EXTRACT TO READ:
▬▬▬▬▬▬▬▬▬▬
The Arab and Middle Eastern Journalists Association (AMEJA) condemns in the strongest possible terms, the decision of the Newseum to exclude Palestinian journalists Mahmoud al-Kumi and Hussam Salama from its memorial of journalists killed in the line of duty.
Israeli missiles fired at a car clearly marked “TV” during Israel’s attack on Gaza in November, 2012, killing Messieurs Al-Kumi and Salama as they returned from covering a story for TV station Al-Aqsa at Al-Shifaa Hospital. The Newseum justifies its exclusion of the two journalists because of claims that they worked for news network run by Hamas, the governing party in Gaza. The Committee to Protect Journalists, Reporters Without Borders and The World Association of Newspapers and News Publishers all recognize that both Mr. Al-Kumi and Mr. Salama were legitimate journalists, and therefore entitled to all protections afforded non-combatants in times of armed conflict. Human Rights Watch, which investigated the affiliations of the two men, has determined that neither was a member of any political party, nor was either a combatant.
▬▬▬▬▬▬▬▬▬▬
Collected data:

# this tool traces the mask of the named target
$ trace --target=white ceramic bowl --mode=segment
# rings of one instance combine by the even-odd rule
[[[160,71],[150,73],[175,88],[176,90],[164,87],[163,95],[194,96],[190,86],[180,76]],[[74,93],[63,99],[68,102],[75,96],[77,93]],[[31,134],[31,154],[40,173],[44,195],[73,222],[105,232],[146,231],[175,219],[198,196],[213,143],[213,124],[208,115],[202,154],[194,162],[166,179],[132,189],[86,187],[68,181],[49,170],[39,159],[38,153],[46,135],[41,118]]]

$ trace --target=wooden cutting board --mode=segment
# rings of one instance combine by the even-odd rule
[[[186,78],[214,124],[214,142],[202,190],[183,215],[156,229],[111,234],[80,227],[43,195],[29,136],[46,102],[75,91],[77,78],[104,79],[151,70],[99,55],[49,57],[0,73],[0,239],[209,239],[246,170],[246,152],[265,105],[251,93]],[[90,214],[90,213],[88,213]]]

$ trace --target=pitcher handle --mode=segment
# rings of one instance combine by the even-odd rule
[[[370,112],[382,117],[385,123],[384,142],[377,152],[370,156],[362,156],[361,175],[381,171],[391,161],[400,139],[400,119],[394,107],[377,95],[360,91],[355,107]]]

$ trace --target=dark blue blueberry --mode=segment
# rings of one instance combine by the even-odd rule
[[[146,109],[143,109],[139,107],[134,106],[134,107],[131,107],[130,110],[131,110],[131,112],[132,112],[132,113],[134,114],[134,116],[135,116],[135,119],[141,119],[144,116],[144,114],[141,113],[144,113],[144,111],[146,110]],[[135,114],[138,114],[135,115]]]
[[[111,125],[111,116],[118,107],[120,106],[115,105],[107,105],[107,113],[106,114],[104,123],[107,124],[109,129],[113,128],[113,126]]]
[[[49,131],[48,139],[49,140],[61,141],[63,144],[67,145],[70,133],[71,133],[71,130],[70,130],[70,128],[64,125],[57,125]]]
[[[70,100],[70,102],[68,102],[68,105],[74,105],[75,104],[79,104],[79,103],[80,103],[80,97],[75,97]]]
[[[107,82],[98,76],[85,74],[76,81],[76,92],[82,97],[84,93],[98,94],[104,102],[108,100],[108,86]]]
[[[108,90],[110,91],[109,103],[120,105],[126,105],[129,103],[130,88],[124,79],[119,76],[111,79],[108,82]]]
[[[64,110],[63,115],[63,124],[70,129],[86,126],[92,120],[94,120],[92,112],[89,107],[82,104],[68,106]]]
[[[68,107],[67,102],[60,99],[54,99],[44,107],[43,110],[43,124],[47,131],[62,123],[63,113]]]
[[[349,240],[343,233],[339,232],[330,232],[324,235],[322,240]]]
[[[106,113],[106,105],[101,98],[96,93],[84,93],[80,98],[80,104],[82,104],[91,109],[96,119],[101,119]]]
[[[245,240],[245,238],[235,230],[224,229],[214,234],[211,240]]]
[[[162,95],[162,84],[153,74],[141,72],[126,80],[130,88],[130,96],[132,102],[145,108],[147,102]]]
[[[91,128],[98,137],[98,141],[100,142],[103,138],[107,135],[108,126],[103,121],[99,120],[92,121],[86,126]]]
▬▬▬▬▬▬▬▬▬▬
AIM OF THE TASK:
Pick up the statement on the Newseum's exclusion of the two Palestinian journalists where its last sentence ends, and write the next part.

WRITTEN RESPONSE:
AMEJA wholeheartedly supports the statements of peer groups The Committee to Protect Journalists, Reporters Without Borders and The World Association of Newspapers and News Publishers, and is appreciative of the investigations of Human Rights Watch. However, AMEJA firmly holds that a journalist’s political affiliations, whatever they might be, are irrelevant to the question of whether he or she is a journalist. Applying a political litmus test to determine whether one is a journalist is a slippery slope that serves no useful purpose in the service of an informed public.
If the Newseum truly wishes to honor the principle of press freedom, it must reverse its decision of exclusion and restore Messrs. al-Kumi and Salama from its memorial of journalists who perished while working to inform the public of vital matters of the day.